[Written task]:
Rewrite every one of the entries below, replacing "drop a single pin" with "place one marker" and keeping all other wording the same.

>> START Source material

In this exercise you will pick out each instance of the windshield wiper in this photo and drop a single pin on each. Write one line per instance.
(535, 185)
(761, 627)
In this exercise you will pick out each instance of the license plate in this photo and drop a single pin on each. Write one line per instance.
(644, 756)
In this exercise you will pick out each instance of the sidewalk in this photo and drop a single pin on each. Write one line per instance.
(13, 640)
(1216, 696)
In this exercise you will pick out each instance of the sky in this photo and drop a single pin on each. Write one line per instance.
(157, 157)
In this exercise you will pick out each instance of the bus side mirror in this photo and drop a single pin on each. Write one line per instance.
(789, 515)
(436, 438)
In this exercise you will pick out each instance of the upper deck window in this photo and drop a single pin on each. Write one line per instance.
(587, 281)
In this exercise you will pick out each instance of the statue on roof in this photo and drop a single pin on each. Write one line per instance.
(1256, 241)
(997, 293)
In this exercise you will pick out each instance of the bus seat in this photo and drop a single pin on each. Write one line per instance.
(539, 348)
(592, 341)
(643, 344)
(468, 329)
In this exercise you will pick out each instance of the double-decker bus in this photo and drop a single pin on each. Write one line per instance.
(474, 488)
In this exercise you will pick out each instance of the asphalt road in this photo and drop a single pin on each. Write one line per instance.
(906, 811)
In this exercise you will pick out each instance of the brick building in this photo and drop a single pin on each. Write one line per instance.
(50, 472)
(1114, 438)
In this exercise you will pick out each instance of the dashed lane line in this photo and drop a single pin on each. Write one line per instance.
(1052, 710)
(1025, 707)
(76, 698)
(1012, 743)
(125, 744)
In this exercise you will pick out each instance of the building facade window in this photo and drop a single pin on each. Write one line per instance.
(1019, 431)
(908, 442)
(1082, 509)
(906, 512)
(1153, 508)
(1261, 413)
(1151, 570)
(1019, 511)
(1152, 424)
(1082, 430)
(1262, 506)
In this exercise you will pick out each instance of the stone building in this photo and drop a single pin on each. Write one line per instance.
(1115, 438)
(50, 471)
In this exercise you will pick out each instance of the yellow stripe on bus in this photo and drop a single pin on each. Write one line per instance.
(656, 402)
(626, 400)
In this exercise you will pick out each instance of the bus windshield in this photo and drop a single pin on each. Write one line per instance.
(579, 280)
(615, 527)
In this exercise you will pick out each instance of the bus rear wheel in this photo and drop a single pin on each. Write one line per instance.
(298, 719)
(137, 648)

>> END Source material

[Task result]:
In this exercise you will pick out each instance of the windshield wiper in this photo and place one marker on each. Write one line per instance.
(535, 185)
(761, 627)
In this exercise you will pick out each instance of the license plate in this photo and place one marker on each. Write one line per instance.
(644, 756)
In this exercise you will pick out each instance of the sidewalk in this photo and place one marker on each. Write one line per instance.
(13, 640)
(1216, 696)
In this exercise you will pick out each instance of the sky in this photo and place one marker on each. Write one line per instance.
(157, 157)
In this exercise you will pick out each instance of the bus side mirror in this photo and place one marker on each. Write one line per instance.
(789, 515)
(436, 438)
In this exercise you will pick out each instance of the upper deck window in this photo and place one marker on each. Write one line per instance.
(587, 281)
In this exercise you will pick out each instance of the statue on roof in this photo and place one marker on each. Write one line per instance.
(1256, 241)
(997, 293)
In this exercise you will pick out each instance of the bus seat in this photo and place one marker on each. Write one line per instance.
(539, 348)
(592, 341)
(643, 344)
(468, 329)
In this exercise you will pick out each instance of the double-decker bus in this photo and place one marker on each. Write one line per instance.
(474, 488)
In this exercise you will pick out each instance of the asphalt road in this photo and place one marker on each. Write one line per instance.
(906, 811)
In this exercise you will pick out each instance of the brick building in this photo and place one marker on each. Write one line per instance.
(50, 472)
(1114, 438)
In this exercise you will pick out each instance of the dashed lane line in this photo and place one marker on each. Write one line per instance.
(1052, 710)
(1025, 707)
(76, 698)
(1012, 743)
(125, 744)
In this exercise you will pick out each instance of the building facade window in this photo and place one marker on each. Write one line per instance.
(1019, 431)
(908, 442)
(1082, 509)
(906, 512)
(1153, 508)
(1261, 413)
(1151, 570)
(1019, 511)
(1152, 424)
(1082, 430)
(1262, 506)
In this exercise you will pick out each instance of the stone building in this photo and place one marker on each. Write one line per instance.
(1115, 438)
(50, 471)
In this exercise you will pick out each instance of the yellow stripe on bus in this photo and place one marker on each. Write one line per instance.
(656, 402)
(626, 400)
In this exercise you will pick out each instance of the bus windshield in this photo and place one marker on each. Write one line per instance.
(579, 280)
(615, 527)
In this exercise you will pick out each instance of the bus rear wheel in this photo and place one marker on each. Write one line per instance.
(298, 719)
(137, 648)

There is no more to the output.